Image-grounded pointing data:
__________
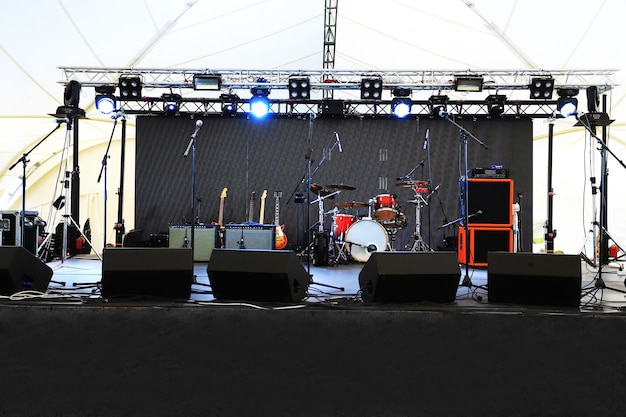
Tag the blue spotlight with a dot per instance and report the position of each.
(259, 106)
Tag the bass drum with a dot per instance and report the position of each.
(365, 237)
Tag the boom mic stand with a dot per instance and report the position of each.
(25, 162)
(464, 134)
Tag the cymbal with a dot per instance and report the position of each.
(341, 187)
(412, 183)
(352, 204)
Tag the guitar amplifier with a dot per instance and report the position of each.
(250, 236)
(205, 238)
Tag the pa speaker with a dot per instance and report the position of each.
(20, 270)
(147, 272)
(257, 275)
(534, 279)
(402, 277)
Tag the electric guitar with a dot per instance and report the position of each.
(281, 238)
(262, 211)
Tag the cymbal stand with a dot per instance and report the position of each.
(419, 245)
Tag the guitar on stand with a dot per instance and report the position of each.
(220, 218)
(262, 209)
(281, 238)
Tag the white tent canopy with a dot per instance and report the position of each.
(39, 37)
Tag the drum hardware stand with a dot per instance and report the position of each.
(604, 235)
(25, 162)
(464, 134)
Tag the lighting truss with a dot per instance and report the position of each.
(340, 82)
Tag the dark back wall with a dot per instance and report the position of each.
(247, 155)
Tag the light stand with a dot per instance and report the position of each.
(464, 134)
(25, 162)
(589, 121)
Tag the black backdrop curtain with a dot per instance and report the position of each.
(247, 155)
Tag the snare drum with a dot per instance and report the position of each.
(385, 206)
(364, 238)
(341, 223)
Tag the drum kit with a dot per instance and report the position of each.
(361, 228)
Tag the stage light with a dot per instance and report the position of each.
(171, 103)
(299, 88)
(468, 83)
(371, 88)
(541, 88)
(495, 104)
(105, 100)
(229, 103)
(567, 103)
(259, 103)
(438, 105)
(207, 82)
(401, 103)
(130, 88)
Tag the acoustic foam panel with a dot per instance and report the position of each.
(257, 275)
(147, 272)
(20, 270)
(402, 277)
(534, 279)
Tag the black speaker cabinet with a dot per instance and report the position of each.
(493, 198)
(204, 237)
(239, 236)
(402, 277)
(483, 240)
(534, 279)
(147, 272)
(20, 270)
(257, 275)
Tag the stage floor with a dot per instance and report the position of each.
(77, 279)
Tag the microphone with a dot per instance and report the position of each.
(338, 142)
(198, 126)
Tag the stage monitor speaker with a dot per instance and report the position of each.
(257, 275)
(20, 270)
(534, 279)
(205, 237)
(482, 240)
(147, 272)
(493, 198)
(239, 236)
(404, 277)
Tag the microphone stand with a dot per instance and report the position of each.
(103, 169)
(464, 134)
(25, 162)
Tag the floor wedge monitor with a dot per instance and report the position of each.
(147, 272)
(534, 279)
(20, 270)
(257, 275)
(404, 277)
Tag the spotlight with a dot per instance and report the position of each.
__________
TASK BRIEF:
Each entry needs to be returned verbatim, with its pictures left out.

EXERCISE RESULT:
Tag the blue spotlight with a dot per instance and report the position of each.
(259, 106)
Tag the bass drum with a dot per instance and report the position of each.
(365, 237)
Tag the boom mic stand with a dot per instance and report the position of each.
(25, 162)
(464, 134)
Tag the cymbal with a dot per instance and report the position of each.
(341, 187)
(412, 183)
(352, 204)
Tag the guitar amplifier with a dot per instance and report the position of each.
(250, 236)
(205, 238)
Tag the pa speaker with a dot per instance and report the position of each.
(20, 270)
(147, 272)
(257, 275)
(534, 279)
(402, 277)
Tag the electric guitar with a dot per instance and report the position of each.
(281, 238)
(262, 211)
Tag the cymbal stand with a dot per instance and report the position of each.
(419, 245)
Tag the guitar on stand with a dot per instance and report the position of each.
(220, 218)
(262, 209)
(281, 238)
Tag the white tent canopy with a dot per instance and report the position of each.
(39, 37)
Tag the drum hardware stand with a dot per instance and report the position of each.
(604, 235)
(25, 162)
(464, 134)
Tag the lighting truss with a dot per instance and report the position of each.
(340, 82)
Tag the dark back wall with a dot per instance and report the position of each.
(247, 155)
Tag the light stand with a dot per instance and report the position of each.
(464, 134)
(25, 162)
(589, 121)
Tag the black backdrop curtain with a dot per instance and report the position of each.
(247, 155)
Tag the snare drum with a dot per instance and report the position of each.
(385, 206)
(364, 238)
(341, 223)
Tag the drum kit with a dot per instance and report the position of each.
(361, 228)
Tag the stage light with a dot per instance and report the position of each.
(171, 103)
(299, 88)
(468, 83)
(371, 88)
(541, 88)
(495, 104)
(105, 100)
(229, 103)
(567, 103)
(259, 103)
(438, 105)
(207, 82)
(401, 103)
(130, 88)
Tag the acoustic foam panel with a dot per instance and report the position of each.
(257, 275)
(147, 272)
(20, 270)
(402, 277)
(534, 279)
Tag the black speaker cabinet with a dot per instance and report the position of each.
(493, 198)
(204, 237)
(239, 236)
(402, 277)
(483, 240)
(534, 279)
(147, 272)
(20, 270)
(257, 275)
Tag the stage floor with a dot per instance and report the position of each.
(77, 279)
Tag the microphone with a dot per instance and report the position of each.
(338, 142)
(198, 126)
Tag the stage monitor speaker with a dot per instance and report the position of each.
(257, 275)
(20, 270)
(534, 279)
(205, 237)
(482, 240)
(147, 272)
(493, 198)
(239, 236)
(404, 277)
Tag the microphone stand with a dot per instance and report the position of each.
(103, 169)
(464, 134)
(25, 162)
Tag the floor wedge monitor with a dot per instance and report the position of each.
(147, 272)
(534, 279)
(20, 270)
(257, 275)
(404, 277)
Tag the spotlight with a dot per instance and report the position of each.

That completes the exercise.